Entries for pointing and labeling
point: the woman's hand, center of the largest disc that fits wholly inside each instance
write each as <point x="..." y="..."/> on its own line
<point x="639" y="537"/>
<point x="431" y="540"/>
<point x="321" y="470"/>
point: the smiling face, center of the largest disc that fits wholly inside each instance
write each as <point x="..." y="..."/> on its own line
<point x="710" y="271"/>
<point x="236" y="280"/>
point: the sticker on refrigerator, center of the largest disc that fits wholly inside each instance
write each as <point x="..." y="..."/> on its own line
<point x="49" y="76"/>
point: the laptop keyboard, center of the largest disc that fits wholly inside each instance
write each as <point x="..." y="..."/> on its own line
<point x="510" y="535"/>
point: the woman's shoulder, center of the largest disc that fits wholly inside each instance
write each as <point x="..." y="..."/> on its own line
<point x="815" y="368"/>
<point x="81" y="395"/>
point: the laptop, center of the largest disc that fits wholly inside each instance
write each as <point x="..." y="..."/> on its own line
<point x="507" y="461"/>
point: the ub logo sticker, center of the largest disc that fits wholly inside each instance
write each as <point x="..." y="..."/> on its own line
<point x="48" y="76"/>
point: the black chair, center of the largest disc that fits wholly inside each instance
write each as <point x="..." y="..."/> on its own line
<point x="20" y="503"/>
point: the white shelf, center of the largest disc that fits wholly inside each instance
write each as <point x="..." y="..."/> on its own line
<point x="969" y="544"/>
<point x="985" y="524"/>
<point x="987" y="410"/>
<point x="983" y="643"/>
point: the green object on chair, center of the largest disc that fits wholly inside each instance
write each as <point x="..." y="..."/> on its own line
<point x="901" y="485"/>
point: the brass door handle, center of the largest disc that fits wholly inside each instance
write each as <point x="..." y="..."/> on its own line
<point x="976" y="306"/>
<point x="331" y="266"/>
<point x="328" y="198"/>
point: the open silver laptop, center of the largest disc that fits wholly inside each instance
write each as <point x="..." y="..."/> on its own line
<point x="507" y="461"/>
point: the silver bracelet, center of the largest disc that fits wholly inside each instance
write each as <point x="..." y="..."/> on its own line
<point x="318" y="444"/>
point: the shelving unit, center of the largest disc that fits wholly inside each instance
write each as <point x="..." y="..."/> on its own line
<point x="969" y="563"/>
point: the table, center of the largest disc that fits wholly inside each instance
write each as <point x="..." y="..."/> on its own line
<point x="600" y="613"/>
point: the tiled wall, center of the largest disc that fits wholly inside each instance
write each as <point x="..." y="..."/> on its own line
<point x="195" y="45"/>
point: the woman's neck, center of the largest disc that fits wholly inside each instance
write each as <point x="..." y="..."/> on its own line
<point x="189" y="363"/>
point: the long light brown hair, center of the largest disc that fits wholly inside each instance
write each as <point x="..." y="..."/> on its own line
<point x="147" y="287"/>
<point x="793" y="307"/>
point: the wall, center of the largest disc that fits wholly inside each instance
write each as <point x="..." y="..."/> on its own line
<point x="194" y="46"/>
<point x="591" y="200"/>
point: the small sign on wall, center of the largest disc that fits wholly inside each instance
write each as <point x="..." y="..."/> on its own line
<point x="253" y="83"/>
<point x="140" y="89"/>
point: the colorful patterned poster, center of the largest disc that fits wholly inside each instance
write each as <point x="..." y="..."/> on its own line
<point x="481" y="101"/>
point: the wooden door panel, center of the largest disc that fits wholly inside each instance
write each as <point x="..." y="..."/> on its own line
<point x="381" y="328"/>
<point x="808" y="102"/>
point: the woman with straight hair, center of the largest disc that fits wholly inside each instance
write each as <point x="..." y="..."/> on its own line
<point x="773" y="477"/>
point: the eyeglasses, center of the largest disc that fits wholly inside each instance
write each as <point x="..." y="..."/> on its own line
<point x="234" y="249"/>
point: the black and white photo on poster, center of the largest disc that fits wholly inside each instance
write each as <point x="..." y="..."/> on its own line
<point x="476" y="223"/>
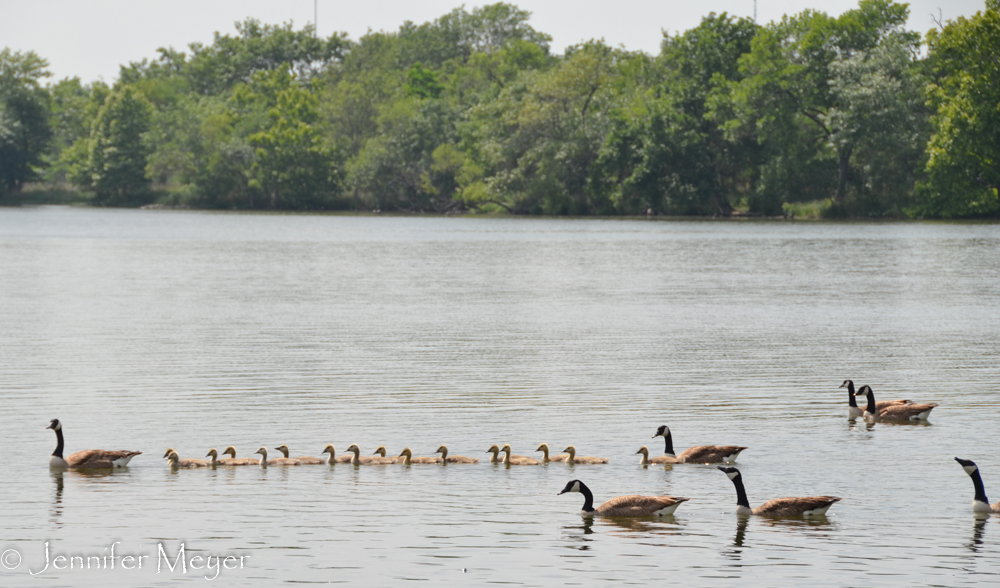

**INSTRUCTIONS TO FOLLOW:** Starting with the line containing "point: the woman with" and going on through the end of the records, rewrite those lines with "eyeglasses" replaced by "spectacles" and everything else unchanged. Leave the pictures out of your answer.

**WRITTEN RESPONSE:**
point: the woman with straight hair, center of the largest disc that fits wholly inside each instance
write each as <point x="..." y="..."/> on its own line
<point x="773" y="477"/>
point: the spectacles, center of the largest disc that fits wholly inside each instance
write each as <point x="..." y="..."/> on its own line
<point x="234" y="249"/>
point: the black and white photo on poster, center of the largest disc that fits wholly inside each instance
write each as <point x="..." y="..."/> on its own line
<point x="476" y="223"/>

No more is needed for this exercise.